What the task requires: State how many lines of the data below contain the string "spectator", with case counting as significant, and give only the number.

— START OF Record extracts —

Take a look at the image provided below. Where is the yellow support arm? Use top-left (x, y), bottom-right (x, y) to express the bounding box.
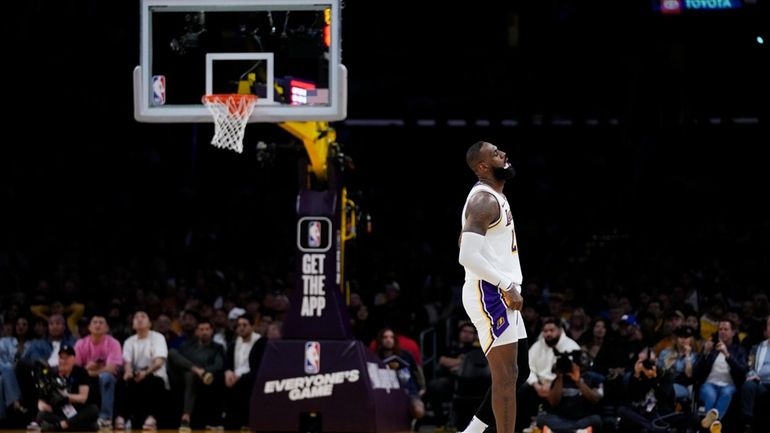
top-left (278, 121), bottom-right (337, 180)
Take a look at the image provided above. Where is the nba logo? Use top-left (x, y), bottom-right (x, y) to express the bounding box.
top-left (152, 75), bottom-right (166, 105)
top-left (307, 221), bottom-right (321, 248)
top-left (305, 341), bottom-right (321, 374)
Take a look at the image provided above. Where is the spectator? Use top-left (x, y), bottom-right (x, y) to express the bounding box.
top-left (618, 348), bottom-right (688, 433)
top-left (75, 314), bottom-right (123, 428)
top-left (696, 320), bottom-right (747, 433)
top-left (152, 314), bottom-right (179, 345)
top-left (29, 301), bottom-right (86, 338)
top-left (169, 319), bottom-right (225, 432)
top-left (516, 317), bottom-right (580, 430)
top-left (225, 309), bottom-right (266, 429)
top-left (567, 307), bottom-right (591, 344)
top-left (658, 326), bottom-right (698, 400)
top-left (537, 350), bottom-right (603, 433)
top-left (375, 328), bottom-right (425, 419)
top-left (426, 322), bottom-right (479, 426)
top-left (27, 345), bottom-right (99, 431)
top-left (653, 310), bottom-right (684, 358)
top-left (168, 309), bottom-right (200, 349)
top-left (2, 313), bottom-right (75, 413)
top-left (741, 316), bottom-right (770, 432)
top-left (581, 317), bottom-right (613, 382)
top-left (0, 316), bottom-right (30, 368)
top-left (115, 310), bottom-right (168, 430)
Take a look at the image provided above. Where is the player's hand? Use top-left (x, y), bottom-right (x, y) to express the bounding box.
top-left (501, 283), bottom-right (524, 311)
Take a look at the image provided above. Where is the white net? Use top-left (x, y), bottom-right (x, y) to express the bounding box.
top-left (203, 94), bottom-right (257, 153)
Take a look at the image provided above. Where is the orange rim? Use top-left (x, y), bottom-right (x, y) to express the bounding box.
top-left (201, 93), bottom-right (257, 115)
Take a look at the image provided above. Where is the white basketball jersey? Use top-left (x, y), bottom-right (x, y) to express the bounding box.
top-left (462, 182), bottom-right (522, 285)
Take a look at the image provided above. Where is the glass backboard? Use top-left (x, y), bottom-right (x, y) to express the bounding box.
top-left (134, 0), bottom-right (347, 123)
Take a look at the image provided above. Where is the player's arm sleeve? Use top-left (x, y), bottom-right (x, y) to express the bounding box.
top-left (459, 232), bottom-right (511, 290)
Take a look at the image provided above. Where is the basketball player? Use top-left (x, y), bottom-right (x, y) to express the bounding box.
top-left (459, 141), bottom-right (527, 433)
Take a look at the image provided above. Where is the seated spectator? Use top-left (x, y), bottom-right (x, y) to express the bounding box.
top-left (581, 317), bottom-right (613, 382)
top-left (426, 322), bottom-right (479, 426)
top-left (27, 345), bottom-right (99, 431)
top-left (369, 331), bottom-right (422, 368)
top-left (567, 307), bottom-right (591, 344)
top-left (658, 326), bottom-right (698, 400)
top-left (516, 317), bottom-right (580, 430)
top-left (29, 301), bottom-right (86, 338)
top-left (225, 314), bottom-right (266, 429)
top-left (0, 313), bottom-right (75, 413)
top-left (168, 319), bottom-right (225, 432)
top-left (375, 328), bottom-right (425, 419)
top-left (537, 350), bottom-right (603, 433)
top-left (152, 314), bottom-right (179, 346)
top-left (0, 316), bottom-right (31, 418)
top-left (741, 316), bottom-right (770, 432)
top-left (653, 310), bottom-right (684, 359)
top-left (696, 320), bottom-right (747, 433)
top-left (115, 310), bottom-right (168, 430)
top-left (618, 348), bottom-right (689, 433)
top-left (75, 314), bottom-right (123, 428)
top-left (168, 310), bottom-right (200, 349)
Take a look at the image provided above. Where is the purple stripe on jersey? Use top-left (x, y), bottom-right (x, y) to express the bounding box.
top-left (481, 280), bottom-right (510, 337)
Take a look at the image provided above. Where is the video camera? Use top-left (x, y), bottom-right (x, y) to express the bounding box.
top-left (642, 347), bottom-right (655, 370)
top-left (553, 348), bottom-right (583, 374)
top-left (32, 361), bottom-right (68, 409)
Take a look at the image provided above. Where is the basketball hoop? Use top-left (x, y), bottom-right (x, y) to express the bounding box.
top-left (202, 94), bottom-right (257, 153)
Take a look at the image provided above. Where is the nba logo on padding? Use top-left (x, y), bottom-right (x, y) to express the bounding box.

— END OF Record extracts —

Solution: 2